STATED EXERCISE: Swap "keypoint" for "marker" in the lines from the one containing "Each instance receives one keypoint. Annotate the whisker" through the end of the records, and leave everything else unchanged.

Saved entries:
┌──
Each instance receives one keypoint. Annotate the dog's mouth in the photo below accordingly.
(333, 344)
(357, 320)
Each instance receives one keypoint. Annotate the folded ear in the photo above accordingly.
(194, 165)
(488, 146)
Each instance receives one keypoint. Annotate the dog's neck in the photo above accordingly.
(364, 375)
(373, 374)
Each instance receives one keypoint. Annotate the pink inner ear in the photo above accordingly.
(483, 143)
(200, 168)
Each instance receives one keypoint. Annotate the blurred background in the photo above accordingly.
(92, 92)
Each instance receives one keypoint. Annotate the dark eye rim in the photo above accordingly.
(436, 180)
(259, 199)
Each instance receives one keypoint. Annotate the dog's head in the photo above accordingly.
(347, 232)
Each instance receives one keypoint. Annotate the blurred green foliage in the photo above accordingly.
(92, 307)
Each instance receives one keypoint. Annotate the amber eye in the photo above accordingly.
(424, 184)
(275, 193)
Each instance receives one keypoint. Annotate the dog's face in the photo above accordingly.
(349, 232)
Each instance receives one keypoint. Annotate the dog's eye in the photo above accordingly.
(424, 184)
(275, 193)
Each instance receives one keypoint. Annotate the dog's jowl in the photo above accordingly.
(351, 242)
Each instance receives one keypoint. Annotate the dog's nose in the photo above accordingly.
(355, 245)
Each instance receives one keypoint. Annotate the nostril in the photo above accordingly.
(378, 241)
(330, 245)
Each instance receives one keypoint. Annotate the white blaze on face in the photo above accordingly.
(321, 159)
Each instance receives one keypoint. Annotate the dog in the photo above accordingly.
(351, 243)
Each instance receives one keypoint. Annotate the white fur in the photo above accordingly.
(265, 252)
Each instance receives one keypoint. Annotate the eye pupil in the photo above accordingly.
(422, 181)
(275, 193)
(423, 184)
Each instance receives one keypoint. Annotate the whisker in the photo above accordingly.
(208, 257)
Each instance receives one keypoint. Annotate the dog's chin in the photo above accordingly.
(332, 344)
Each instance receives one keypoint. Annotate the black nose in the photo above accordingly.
└──
REPLY TO THE EXERCISE:
Each instance receives one marker. Annotate the whisker in the photo above accordingly.
(208, 257)
Each instance receives one marker. Annotate the dog's chin in the photo above accordingly.
(332, 344)
Each instance receives one marker. Annotate the black nose in the photo above accordingly.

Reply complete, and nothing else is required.